# Rows start
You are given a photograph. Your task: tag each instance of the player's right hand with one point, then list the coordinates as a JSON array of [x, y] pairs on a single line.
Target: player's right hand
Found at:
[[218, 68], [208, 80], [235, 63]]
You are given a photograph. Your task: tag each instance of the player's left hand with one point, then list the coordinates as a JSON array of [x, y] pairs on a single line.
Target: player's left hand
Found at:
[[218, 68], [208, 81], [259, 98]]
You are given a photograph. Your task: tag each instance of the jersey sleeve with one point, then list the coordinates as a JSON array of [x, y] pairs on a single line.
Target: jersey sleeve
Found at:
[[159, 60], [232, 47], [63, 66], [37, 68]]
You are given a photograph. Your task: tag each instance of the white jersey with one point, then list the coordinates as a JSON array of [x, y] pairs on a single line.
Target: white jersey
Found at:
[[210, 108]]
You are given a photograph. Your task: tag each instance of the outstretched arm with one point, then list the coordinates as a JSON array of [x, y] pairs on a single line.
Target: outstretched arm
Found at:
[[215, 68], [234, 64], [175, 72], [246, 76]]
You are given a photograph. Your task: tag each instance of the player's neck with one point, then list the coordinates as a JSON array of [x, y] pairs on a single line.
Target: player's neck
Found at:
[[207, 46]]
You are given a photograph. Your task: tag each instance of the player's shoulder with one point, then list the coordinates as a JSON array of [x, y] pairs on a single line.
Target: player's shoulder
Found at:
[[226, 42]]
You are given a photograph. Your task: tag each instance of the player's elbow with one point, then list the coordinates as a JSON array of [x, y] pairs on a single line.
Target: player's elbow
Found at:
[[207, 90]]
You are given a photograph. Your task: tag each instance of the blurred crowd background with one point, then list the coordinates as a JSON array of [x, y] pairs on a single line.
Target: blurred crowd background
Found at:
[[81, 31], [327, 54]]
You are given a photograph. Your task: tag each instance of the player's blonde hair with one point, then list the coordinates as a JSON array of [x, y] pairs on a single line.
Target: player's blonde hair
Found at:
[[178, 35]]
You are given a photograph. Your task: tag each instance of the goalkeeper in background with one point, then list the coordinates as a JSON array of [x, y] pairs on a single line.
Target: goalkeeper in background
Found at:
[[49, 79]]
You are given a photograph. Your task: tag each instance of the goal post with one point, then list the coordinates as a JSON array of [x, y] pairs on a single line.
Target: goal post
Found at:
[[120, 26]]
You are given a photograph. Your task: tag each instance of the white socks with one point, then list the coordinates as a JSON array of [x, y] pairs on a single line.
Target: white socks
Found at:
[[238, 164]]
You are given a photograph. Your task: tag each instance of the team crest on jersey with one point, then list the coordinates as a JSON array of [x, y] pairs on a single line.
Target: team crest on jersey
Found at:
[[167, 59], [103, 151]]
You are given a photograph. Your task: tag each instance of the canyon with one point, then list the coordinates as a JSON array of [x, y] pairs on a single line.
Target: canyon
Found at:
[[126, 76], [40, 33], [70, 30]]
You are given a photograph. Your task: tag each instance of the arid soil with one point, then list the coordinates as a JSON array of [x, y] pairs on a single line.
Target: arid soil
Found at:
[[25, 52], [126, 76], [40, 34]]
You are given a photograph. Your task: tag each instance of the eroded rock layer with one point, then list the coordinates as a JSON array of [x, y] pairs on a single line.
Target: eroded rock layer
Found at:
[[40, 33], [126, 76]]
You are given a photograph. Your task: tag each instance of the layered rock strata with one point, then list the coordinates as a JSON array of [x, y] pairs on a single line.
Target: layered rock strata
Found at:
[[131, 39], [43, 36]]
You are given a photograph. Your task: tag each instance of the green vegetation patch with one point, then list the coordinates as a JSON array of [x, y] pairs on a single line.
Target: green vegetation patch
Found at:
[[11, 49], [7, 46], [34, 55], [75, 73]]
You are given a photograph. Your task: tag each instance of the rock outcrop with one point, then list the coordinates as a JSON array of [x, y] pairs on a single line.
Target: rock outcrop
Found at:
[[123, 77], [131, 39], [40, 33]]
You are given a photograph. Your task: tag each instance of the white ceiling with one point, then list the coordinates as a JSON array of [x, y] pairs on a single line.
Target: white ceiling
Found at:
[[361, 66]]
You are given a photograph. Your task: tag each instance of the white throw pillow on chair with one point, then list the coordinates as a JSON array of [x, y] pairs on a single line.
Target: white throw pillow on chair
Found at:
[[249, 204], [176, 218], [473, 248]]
# Rows end
__Instructions for the task__
Please reproduce all of the material above line for line, with no changes.

__Solution for this task__
You are given a photograph. Your task: tag each instance of the player's right hand with one point, then list the coordinates as a JSON array of [x, y] pairs on a single line.
Target: player's right hand
Found at:
[[218, 68], [208, 80], [235, 63]]
You are given a photograph. Your task: tag each instance of the player's left hand with one point, then list the coordinates as a JSON array of [x, y] pairs on a single line.
Target: player's left hand
Found at:
[[218, 68], [208, 81], [259, 98]]
You are given a photograph. Your task: tag each instance of the jersey sleeve with one point, then list the coordinates as a JSON array of [x, y] pairs on a single line.
Target: jersey sleeve
Found at:
[[159, 60], [232, 47], [63, 66], [37, 68]]
You are given a photograph. Your task: tag each instance of the white jersey with one point, then list the coordinates as a JSON array of [x, y] pairs on a single line.
Target: white jersey
Found at:
[[210, 108]]
You are given a photograph. Your task: tag each instance of the outstretched arm with one point, then list the coordinates as a JSON array of [x, y] pairs on a single line.
Target: outstretched arm
Found at:
[[215, 68], [234, 64], [175, 72], [246, 76]]
You are given a photograph. Your task: tag each instance of the player's neck with one point, then list the coordinates as a JSON array of [x, y] pairs on a single line.
Target: player's neck
Found at:
[[207, 46]]
You are given a photograph. Your task: tag each instance of the player's shoulder with one point, then list the coordinates as a JSON array of [x, y] pairs on a single line.
Target: player's shoulder
Found at:
[[226, 42]]
You are given a photograph. Your task: tag each instance of the player's elbow with one point, then list the coordinates as a JSON array of [x, y] pairs on a single line.
Target: player's elbow
Found at:
[[207, 90]]
You are given a photograph. Your task: tag each instance of the blurred crowd background with one point, then list the coordinates as a JSON array of [x, y] pairs on a single line.
Target: blurred crowd background
Found at:
[[81, 31], [327, 54]]
You are given a photograph. Your task: tag each instance of the player's blonde hair with one point, then list the coordinates as a JSON array of [x, y] pairs on a single line.
Target: player's blonde hair
Found at:
[[178, 35]]
You are given a photograph. Your task: tag each instance of the goalkeeper in background with one point, then list the coordinates as a JSON array of [x, y] pairs on a single line.
Target: goalkeeper in background
Found at:
[[49, 79]]
You are given a photograph. Your task: tag each instance of the goal post with one point, then list the coordinates as a JSON array of [x, y] pairs on a single line.
Target: goal post
Found at:
[[120, 26]]
You are given a photograph. Your task: tag each instance of the white socks with one point, then list the coordinates as a JSON array of [x, y] pairs on a single line.
Target: white socks
Found at:
[[238, 164]]
You are given a photograph. Your task: tag each instance of the team crest on jersey with one point, then list the coordinates as a JSON array of [x, y] pairs on a single line.
Target: team crest on jersey
Found at:
[[167, 59], [103, 151]]
You are given a photograph. Your task: tag each instance of the canyon with one point, then list the coordinates as a JSON array of [x, y] pairs on a single line.
Target: canyon
Found at:
[[126, 76], [40, 33], [70, 30]]
You are given a photograph. Your task: tag each instance of the arid soil with one point, then list the coordinates as a JSON array of [x, y] pairs on a single line.
Target: arid soil
Found at:
[[25, 52], [126, 76], [40, 34]]
You are given a photograph. Your task: tag each instance of the eroded rock layer with one point, then list the coordinates as a JSON array of [x, y] pairs on a single line.
Target: eroded rock layer
Found at:
[[40, 33], [126, 76]]
You are given a photograph. Your task: tag each instance of the layered rock strata with one point, then list the coordinates as a JSON array of [x, y] pairs on a single line.
Target: layered rock strata
Found at:
[[131, 39], [43, 36]]
You are given a photograph. Your task: tag each instance of the green vegetation patch with one point, then list the coordinates as a JSON array of [x, y] pairs on a single line.
Target: green vegetation patch
Found at:
[[11, 49], [7, 46], [34, 55], [75, 73]]
You are given a photograph. Your task: tag each instance of the rock outcrop with one point, then list the coordinates as a JSON array of [x, y] pairs on a single line.
Target: rock outcrop
Found at:
[[123, 77], [131, 39], [40, 33]]
You are given a photograph. Your task: tag each instance of the white ceiling with one point, then list the coordinates as a JSON array of [x, y] pairs on a single line.
Target: white ceiling
Found at:
[[361, 66]]
You are given a photograph. Your task: tag each instance of the white throw pillow on chair with one point, then list the coordinates as a JSON array of [x, y] pairs on a single line.
Target: white throw pillow on chair
Found at:
[[249, 204], [176, 218], [473, 248]]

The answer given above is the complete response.